SOURCE EXTRACT
Content starts

The statistical table in the survey show that there were 146 beds in all, comprising 57 'Interchangeable General Beds', 6 for child medical and surgical cases, 4 for maternity cases, 12 for tuberculosis, 6 for venereal cases, 4 isolation and septic beds, and 57 for the chronic sick. (This report is amongst the archives of Doncaster Royal Infirmary, Doncaster Archives reference HR2/4/45, pages 25 and 128.) The Institution thus remained in the control of the local authority.

The arrangements for Springwell House from 1948 are explained in H R Wormald, Modern Doncaster: The Progress and Development of the Borough from 1836 to 1973-4, (1974), page 55. (The author was employed by Doncaster County Borough from 1939 and served as town clerk from 1952 to 1971.) The National Assistance Act, 1948 continued the obligation on local authorities the provide residential accommodation for persons who by reason of age, infirmity or any other circumstances are in need of care and attention which is not otherwise available to them (11 and 12 Geo. 6, Part III, section 21).

Under the powers of the Act, institutions like Springwell House, with both residential, or social welfare, uses and hospital uses could be transferred to the Regional Hospital Board or the local authority depending on which had the greater use of the facilities. However, it was found that, in fact, the health authority and the local authority had exactly the same number of beds (both had 182) at Springwell House, and so no automatic transfer to one or the other was possible.

Instead, it was agreed that the Hospital Board would take over the administration of the premises and the local authority would retain its user rights (as would the County Council) and pay its share of the running costs and met its own needs for capital expenditure. In consequence, the premises were designated as the Western Hospital from 1950. Both the Doncaster County Borough Council and the County Council had powers to provide old people's homes, or 'Part III accommodation', and they began to provide new premises and reduce their use of the Western Hospital accommodation. By 1973, the County Council had withdrawn all its residents and the extent of alternative provision by Doncaster County Borough led Wormald to state that 'the residential part of the Western Hospital may soon by closed'.

Content ends

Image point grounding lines
Content starts

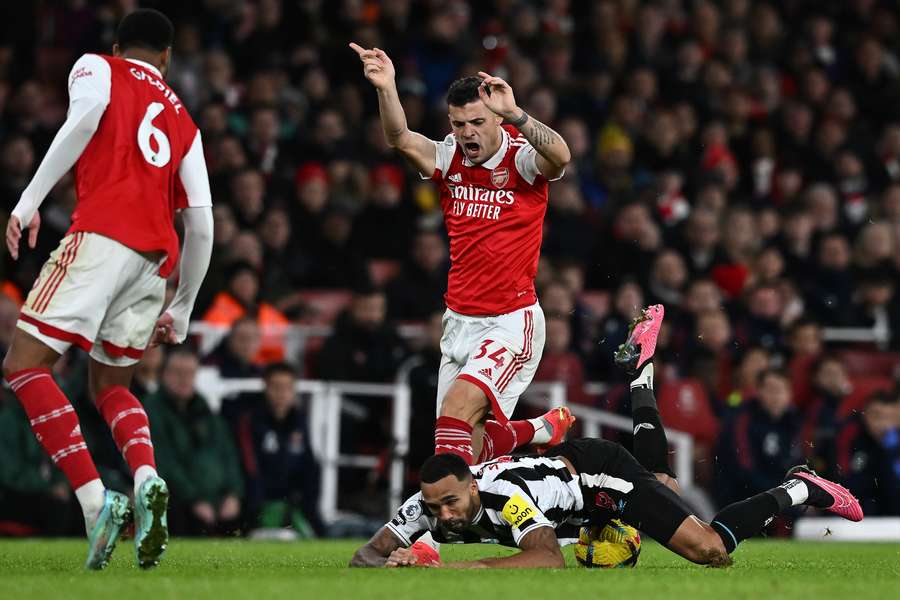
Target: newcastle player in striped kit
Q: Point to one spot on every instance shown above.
(538, 503)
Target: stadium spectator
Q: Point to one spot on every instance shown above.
(419, 288)
(281, 471)
(235, 356)
(240, 299)
(831, 385)
(382, 229)
(364, 345)
(194, 452)
(753, 361)
(627, 303)
(758, 444)
(559, 362)
(423, 369)
(868, 455)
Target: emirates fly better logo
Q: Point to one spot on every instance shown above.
(500, 177)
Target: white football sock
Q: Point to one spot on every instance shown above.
(542, 433)
(141, 475)
(91, 497)
(797, 490)
(644, 378)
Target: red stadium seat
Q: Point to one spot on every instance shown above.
(863, 387)
(321, 307)
(684, 405)
(869, 362)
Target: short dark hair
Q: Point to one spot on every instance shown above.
(145, 28)
(464, 90)
(278, 369)
(439, 466)
(772, 372)
(883, 397)
(180, 351)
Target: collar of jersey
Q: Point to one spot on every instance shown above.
(493, 161)
(479, 515)
(146, 65)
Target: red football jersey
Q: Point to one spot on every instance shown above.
(127, 181)
(494, 214)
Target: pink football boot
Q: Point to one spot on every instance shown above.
(827, 495)
(638, 349)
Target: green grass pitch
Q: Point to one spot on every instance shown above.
(225, 569)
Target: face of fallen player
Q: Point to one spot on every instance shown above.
(477, 130)
(453, 502)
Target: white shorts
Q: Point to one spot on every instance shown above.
(499, 354)
(97, 294)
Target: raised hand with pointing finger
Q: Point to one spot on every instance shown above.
(377, 67)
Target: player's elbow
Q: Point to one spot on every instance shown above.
(398, 139)
(552, 560)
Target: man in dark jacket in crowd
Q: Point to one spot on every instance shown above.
(759, 444)
(868, 455)
(282, 473)
(194, 452)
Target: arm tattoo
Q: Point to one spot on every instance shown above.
(539, 134)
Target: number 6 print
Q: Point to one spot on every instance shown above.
(146, 130)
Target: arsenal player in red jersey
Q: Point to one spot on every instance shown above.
(138, 159)
(493, 180)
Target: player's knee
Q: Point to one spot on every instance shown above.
(464, 406)
(709, 550)
(13, 363)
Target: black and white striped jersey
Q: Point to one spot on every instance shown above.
(518, 495)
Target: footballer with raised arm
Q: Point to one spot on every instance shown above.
(138, 159)
(539, 503)
(493, 180)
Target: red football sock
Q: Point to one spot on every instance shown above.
(453, 436)
(54, 423)
(503, 439)
(129, 425)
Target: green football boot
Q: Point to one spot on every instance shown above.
(106, 530)
(151, 532)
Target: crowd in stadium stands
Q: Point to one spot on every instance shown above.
(736, 161)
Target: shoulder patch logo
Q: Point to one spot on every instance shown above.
(500, 177)
(517, 511)
(412, 511)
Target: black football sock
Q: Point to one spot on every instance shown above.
(649, 445)
(741, 520)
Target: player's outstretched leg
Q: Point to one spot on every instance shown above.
(650, 446)
(744, 519)
(27, 369)
(545, 431)
(130, 428)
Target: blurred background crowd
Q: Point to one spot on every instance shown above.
(736, 161)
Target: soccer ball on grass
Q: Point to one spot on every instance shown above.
(613, 545)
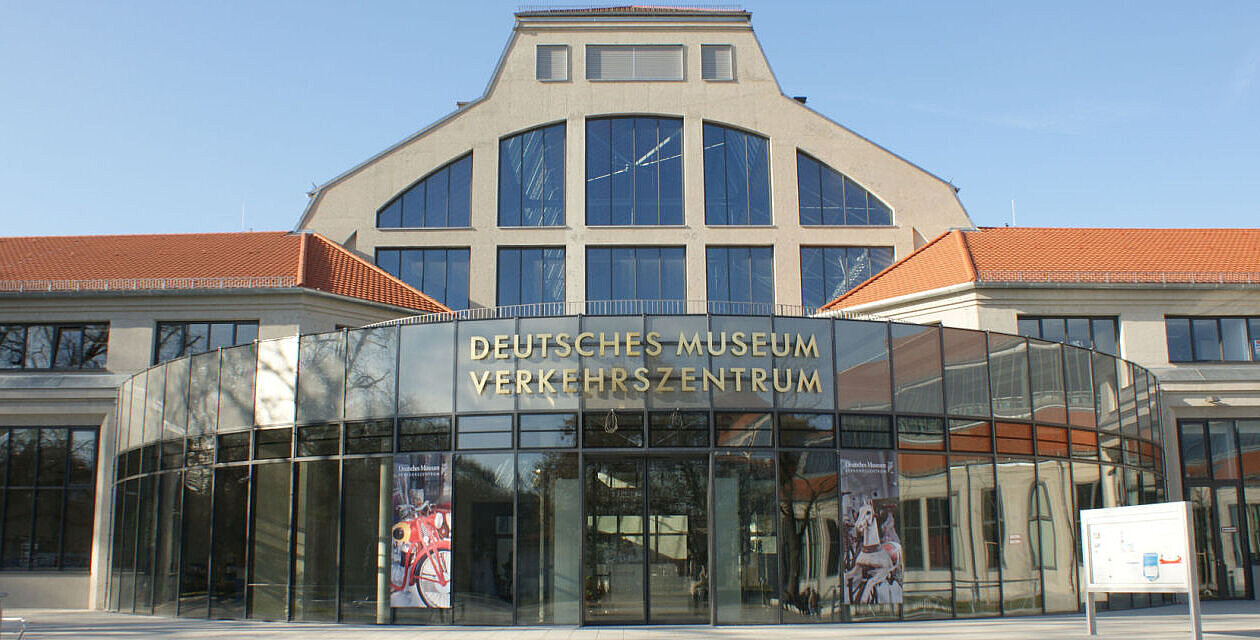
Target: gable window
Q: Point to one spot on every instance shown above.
(1212, 339)
(827, 272)
(551, 62)
(717, 62)
(441, 274)
(634, 170)
(830, 198)
(532, 178)
(740, 275)
(638, 274)
(532, 276)
(439, 199)
(736, 177)
(177, 339)
(53, 347)
(1090, 333)
(634, 62)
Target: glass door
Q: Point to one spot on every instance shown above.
(647, 541)
(614, 565)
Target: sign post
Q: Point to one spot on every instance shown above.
(1139, 549)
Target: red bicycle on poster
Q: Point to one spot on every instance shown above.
(422, 541)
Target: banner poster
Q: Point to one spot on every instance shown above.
(873, 571)
(420, 558)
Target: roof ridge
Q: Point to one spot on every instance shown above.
(301, 258)
(886, 270)
(372, 267)
(969, 258)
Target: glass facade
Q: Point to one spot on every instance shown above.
(740, 275)
(634, 171)
(736, 177)
(532, 178)
(440, 199)
(1091, 333)
(177, 339)
(54, 347)
(828, 197)
(638, 469)
(532, 276)
(827, 272)
(442, 274)
(1221, 469)
(653, 275)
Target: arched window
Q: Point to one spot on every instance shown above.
(634, 170)
(736, 177)
(532, 178)
(830, 198)
(439, 199)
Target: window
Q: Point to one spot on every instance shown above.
(645, 274)
(532, 276)
(736, 177)
(49, 497)
(441, 274)
(552, 62)
(1212, 339)
(1090, 333)
(634, 170)
(717, 62)
(53, 347)
(439, 199)
(177, 339)
(828, 197)
(828, 272)
(532, 178)
(740, 275)
(634, 62)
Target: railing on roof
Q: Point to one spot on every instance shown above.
(619, 308)
(1119, 277)
(148, 284)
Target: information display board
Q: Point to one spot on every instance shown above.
(1139, 549)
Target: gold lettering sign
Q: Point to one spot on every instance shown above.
(755, 377)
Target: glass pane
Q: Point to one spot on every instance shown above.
(315, 513)
(925, 534)
(194, 543)
(678, 539)
(1178, 339)
(369, 378)
(977, 565)
(364, 531)
(615, 544)
(916, 355)
(967, 373)
(862, 372)
(1019, 546)
(745, 565)
(269, 549)
(547, 570)
(228, 544)
(320, 377)
(810, 542)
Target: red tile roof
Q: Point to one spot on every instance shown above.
(199, 261)
(1033, 255)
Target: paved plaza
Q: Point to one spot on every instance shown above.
(1221, 620)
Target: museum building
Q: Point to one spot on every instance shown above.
(631, 413)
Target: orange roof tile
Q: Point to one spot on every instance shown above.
(1033, 255)
(199, 261)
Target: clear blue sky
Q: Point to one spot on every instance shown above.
(145, 116)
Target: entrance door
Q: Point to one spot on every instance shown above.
(1219, 527)
(647, 541)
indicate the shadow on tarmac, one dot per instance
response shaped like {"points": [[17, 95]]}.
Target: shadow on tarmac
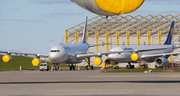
{"points": [[55, 82]]}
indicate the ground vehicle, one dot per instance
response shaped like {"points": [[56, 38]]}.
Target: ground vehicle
{"points": [[44, 66]]}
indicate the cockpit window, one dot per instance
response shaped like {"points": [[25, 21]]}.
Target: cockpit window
{"points": [[54, 51]]}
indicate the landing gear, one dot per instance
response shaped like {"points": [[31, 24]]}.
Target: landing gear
{"points": [[72, 67], [55, 67], [129, 66], [89, 67]]}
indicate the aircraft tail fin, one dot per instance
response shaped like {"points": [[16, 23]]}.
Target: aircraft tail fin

Content ends

In the Springwell House text, why could the premises not be transferred automatically to either the Regional Hospital Board or the local authority? Explain in one to three sentences.

WRITTEN SOLUTION
Institutions with both residential and hospital uses could be transferred to whichever body had the greater use of the facilities. At Springwell House, the health authority and the local authority each had exactly 182 beds. Because neither had greater use, no automatic transfer was possible.